**WHAT IS EXPECTED**. Reproduce the announcement of ePayPolicy joining NAMIC word for word, in full.

**SOURCE DOCUMENT**.

________

Austin, TX – ePayPolicy, the leading provider of digital payment solutions for the insurance industry, is excited to announce its membership in the National Association of Mutual Insurance Companies (NAMIC). This strategic partnership aligns ePayPolicy with NAMIC’s mission to strengthen and support mutual insurers as they serve policyholders and communities across the nation.

As a corporate member of NAMIC, ePayPolicy is poised to contribute to the association’s efforts to modernize the insurance industry and improve operational efficiency. ePayPolicy’s secure, user-friendly platform simplifies premium collections and payables by enabling carriers, agencies, and MGA/wholesalers to send, accept, and reconcile credit card, ACH, and other digital payments with ease.

“Our mission at ePayPolicy is to make insurance payments fast, easy, and secure for everyone,” said Mark Engels, CEO of ePayPolicy. “By partnering with NAMIC, we are able to further this mission while engaging with an incredible network of mutual insurance companies dedicated to protecting their policyholders. We are excited to collaborate and innovate together.”

NAMIC represents over 1,500 mutual insurance companies, accounting for 66% of the U.S. property/casualty insurance market. ePayPolicy’s membership underscores its commitment to supporting mutual insurers with cutting-edge technology designed to streamline processes, enhance customer experiences, and improve cash flow.

________

**SUPPLIED ENTRIES**.
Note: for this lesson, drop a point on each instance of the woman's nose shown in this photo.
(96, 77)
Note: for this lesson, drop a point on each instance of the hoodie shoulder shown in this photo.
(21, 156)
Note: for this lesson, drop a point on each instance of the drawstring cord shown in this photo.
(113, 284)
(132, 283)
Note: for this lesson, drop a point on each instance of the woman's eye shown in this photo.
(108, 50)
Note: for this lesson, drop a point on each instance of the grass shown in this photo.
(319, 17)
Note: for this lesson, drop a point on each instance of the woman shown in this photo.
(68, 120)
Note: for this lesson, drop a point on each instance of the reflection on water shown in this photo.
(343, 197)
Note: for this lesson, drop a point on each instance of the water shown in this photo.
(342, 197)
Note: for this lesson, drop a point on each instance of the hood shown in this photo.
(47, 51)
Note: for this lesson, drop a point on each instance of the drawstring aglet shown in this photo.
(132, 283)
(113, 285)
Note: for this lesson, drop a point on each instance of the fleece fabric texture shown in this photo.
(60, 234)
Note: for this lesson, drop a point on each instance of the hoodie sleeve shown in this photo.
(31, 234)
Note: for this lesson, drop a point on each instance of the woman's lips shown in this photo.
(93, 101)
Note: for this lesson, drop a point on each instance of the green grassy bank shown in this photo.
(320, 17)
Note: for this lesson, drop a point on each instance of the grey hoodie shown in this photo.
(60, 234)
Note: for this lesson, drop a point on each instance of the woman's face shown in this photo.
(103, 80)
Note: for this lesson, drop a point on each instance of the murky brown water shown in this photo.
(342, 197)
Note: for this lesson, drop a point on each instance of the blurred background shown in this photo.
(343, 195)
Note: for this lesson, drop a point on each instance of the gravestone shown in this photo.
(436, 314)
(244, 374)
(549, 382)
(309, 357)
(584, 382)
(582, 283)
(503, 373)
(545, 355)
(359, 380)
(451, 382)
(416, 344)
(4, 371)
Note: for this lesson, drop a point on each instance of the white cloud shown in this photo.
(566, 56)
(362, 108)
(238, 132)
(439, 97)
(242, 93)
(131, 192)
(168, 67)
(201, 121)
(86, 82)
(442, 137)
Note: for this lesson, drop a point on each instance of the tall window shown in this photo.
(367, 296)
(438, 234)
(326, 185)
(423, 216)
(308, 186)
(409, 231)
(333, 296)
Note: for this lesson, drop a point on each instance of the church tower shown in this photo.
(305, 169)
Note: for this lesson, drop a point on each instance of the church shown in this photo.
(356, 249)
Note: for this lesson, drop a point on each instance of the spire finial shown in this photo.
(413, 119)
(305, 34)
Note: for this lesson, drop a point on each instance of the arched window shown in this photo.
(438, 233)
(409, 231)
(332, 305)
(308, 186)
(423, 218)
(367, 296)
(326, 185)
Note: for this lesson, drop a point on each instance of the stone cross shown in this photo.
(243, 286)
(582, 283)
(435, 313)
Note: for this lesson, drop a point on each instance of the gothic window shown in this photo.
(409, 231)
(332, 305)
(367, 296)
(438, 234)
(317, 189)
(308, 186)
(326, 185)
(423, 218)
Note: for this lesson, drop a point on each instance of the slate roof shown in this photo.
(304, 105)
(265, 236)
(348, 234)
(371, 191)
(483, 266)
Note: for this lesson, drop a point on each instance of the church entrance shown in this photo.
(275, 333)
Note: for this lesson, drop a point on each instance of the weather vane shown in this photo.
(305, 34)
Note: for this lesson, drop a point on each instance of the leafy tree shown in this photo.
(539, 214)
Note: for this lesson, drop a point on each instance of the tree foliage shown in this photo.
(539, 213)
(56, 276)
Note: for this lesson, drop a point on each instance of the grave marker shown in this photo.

________

**SOLUTION TO THE EXERCISE**.
Austin, TX – ePayPolicy, the leading provider of digital payment solutions for the insurance industry, is excited to announce its membership in the National Association of Mutual Insurance Companies (NAMIC). This strategic partnership aligns ePayPolicy with NAMIC’s mission to strengthen and support mutual insurers as they serve policyholders and communities across the nation.

As a corporate member of NAMIC, ePayPolicy is poised to contribute to the association’s efforts to modernize the insurance industry and improve operational efficiency. ePayPolicy’s secure, user-friendly platform simplifies premium collections and payables by enabling carriers, agencies, and MGA/wholesalers to send, accept, and reconcile credit card, ACH, and other digital payments with ease.

“Our mission at ePayPolicy is to make insurance payments fast, easy, and secure for everyone,” said Mark Engels, CEO of ePayPolicy. “By partnering with NAMIC, we are able to further this mission while engaging with an incredible network of mutual insurance companies dedicated to protecting their policyholders. We are excited to collaborate and innovate together.”

NAMIC represents over 1,500 mutual insurance companies, accounting for 66% of the U.S. property/casualty insurance market. ePayPolicy’s membership underscores its commitment to supporting mutual insurers with cutting-edge technology designed to streamline processes, enhance customer experiences, and improve cash flow.